▸ **Work to do**:
Revise the rows from the line containing "on head visible" through the line containing "[0, 166, 624, 385]", replacing "Verify" with "Confirm" and leaving everything else unchanged.

[begin Records for this exercise]

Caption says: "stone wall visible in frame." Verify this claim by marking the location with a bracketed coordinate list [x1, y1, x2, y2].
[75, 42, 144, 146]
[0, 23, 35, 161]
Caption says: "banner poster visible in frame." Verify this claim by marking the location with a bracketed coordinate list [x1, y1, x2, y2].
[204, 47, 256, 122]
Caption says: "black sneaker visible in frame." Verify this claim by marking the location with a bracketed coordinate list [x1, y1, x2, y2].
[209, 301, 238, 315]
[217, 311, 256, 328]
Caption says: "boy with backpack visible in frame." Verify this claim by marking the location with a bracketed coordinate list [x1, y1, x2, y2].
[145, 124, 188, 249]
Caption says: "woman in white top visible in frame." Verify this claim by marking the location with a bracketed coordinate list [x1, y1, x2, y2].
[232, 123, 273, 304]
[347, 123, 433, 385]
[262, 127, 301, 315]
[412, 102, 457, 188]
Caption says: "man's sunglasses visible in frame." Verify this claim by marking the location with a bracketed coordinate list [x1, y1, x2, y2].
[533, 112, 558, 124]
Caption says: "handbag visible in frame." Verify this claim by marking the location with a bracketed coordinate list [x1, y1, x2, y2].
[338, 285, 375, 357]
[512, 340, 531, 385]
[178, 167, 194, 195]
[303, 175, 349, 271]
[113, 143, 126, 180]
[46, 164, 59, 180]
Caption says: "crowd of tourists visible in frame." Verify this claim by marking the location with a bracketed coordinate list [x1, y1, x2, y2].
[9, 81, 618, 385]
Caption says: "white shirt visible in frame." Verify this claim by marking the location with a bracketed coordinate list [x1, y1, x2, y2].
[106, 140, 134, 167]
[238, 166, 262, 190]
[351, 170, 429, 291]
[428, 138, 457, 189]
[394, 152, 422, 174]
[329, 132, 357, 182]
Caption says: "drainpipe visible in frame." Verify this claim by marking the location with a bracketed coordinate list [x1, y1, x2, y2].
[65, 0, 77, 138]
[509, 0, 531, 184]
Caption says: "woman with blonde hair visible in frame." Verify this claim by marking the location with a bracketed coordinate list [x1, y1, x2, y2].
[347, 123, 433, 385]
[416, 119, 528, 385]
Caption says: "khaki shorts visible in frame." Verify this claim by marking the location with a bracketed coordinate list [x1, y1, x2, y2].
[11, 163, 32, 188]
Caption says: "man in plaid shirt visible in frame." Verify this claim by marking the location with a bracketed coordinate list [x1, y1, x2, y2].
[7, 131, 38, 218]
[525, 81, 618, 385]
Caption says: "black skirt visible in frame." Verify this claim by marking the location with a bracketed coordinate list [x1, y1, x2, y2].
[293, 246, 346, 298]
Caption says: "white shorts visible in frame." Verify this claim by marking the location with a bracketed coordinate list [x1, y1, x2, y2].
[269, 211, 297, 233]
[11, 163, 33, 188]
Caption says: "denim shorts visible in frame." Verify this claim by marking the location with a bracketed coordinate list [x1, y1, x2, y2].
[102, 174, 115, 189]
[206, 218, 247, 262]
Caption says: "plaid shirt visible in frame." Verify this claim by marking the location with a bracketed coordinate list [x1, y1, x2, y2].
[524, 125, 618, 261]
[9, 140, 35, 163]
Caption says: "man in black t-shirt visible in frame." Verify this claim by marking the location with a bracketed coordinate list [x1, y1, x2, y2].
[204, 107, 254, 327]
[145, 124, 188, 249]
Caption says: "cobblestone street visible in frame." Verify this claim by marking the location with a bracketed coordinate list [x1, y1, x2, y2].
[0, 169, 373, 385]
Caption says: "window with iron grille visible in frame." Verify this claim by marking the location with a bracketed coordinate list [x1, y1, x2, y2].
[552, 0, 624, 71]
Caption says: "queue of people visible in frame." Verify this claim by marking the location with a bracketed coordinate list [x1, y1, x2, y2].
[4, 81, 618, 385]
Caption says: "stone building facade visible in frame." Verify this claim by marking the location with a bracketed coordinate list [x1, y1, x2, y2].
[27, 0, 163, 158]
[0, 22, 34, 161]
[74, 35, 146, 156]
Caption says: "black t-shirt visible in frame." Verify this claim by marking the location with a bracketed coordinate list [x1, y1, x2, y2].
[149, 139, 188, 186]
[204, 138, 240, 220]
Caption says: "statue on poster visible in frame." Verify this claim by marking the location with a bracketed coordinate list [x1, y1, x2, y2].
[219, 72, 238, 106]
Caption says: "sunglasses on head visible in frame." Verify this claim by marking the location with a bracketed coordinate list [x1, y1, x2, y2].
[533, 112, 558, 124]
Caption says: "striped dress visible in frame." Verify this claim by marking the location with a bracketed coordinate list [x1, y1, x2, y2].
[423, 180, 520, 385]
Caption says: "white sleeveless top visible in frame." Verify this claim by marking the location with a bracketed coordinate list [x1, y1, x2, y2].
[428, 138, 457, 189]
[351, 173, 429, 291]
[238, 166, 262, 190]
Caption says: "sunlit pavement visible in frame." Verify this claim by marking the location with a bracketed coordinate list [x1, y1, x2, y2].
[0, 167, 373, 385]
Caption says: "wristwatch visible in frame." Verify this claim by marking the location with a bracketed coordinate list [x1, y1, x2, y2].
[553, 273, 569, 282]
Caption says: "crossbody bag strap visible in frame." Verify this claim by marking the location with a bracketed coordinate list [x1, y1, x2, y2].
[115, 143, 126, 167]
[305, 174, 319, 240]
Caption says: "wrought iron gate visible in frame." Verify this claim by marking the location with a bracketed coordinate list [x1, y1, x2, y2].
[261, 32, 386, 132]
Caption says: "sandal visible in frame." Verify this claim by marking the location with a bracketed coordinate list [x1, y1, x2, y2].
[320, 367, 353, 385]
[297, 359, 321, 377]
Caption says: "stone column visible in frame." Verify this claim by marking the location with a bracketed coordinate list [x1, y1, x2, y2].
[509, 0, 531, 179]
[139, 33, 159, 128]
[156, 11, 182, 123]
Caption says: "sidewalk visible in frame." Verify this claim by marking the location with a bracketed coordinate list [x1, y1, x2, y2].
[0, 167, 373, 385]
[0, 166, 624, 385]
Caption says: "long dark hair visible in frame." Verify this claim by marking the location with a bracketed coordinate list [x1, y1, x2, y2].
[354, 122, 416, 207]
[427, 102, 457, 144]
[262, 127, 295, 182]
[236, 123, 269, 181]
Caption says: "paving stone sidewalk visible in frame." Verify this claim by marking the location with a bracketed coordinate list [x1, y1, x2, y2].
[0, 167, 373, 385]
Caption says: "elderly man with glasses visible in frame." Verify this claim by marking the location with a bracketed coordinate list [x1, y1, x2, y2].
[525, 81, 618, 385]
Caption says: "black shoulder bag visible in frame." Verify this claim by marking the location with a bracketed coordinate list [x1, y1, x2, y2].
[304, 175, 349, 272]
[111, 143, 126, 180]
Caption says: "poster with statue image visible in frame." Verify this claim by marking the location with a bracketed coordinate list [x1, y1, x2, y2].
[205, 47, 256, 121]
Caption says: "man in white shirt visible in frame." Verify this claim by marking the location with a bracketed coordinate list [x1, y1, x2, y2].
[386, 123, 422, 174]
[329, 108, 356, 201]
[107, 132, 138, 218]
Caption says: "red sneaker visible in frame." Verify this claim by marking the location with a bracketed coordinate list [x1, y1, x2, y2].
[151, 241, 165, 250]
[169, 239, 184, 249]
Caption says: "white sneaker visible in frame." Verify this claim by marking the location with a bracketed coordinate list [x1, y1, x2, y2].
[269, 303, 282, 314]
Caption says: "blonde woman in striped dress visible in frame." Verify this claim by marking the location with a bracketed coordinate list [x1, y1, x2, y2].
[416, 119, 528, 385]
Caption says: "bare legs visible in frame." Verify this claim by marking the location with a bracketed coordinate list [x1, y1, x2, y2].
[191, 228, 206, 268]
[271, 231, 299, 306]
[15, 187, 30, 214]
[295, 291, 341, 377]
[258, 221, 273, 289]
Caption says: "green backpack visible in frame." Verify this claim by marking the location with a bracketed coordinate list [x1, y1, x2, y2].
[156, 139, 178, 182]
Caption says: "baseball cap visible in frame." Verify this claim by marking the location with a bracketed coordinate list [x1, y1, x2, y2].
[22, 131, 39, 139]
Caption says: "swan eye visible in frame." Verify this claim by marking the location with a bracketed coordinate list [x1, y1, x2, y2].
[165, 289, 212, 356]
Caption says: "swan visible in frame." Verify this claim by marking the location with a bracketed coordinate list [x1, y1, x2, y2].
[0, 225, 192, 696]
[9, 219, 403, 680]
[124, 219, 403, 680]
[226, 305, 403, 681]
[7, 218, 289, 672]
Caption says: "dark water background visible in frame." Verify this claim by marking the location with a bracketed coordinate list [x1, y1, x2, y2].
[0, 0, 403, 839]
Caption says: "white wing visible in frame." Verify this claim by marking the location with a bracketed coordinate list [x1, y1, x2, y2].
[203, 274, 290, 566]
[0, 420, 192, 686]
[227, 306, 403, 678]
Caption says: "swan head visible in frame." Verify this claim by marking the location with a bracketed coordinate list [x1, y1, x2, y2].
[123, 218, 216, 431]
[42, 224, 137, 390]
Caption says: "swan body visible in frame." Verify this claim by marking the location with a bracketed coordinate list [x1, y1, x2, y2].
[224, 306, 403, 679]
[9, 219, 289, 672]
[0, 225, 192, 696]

[end Records for this exercise]
[begin Records for this exercise]

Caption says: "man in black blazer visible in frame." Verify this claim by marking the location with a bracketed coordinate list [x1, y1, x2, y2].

[end Records for this exercise]

▸ **Reply to the task**:
Caption says: "sunglasses on head visible in frame." Confirm this claim by marking the location with a bracketed coordinate list [x1, y1, x2, y2].
[533, 112, 558, 124]
Caption says: "striped dress visible in frame." Confirm this claim by marking the location with a bracketed coordinate list [x1, y1, x2, y2].
[423, 180, 520, 385]
Caption says: "white sleeveless top visible in frame." Confirm this claim by marking the location with a bracketed coordinate list [x1, y1, x2, y2].
[428, 138, 457, 189]
[351, 173, 429, 291]
[238, 166, 262, 190]
Caption says: "sunlit pavement visible in frame." Confirm this claim by marking the location with a bracketed coordinate list [x1, y1, x2, y2].
[0, 167, 373, 385]
Caption says: "wristwatch visible in frame." Confirm this claim by marking the location with a bracketed coordinate list [x1, y1, x2, y2].
[553, 273, 569, 282]
Caption says: "crossbody bag strap visible in frame." Confirm this claim by marking the location with a bracketed coordinate list [x1, y1, x2, y2].
[115, 143, 126, 167]
[305, 174, 319, 240]
Caption says: "wrought iron gate visible in frame." Confirm this claim by marking the location with a bracketed coordinate list [x1, y1, x2, y2].
[261, 32, 386, 132]
Caption says: "sandal visible in frame." Confirm this claim by marking the location with a bracketed coordinate list [x1, y1, x2, y2].
[320, 367, 353, 385]
[297, 359, 321, 377]
Caption says: "stone column visible in frame." Confirm this claim by marking the location with a bracketed coordinate list [x1, y1, x2, y2].
[509, 0, 531, 179]
[139, 33, 159, 128]
[156, 11, 182, 123]
Caption says: "sidewalk visible in frame." Confirm this claim by marking the location with a bracketed coordinate list [x1, y1, x2, y2].
[0, 167, 373, 385]
[0, 166, 624, 385]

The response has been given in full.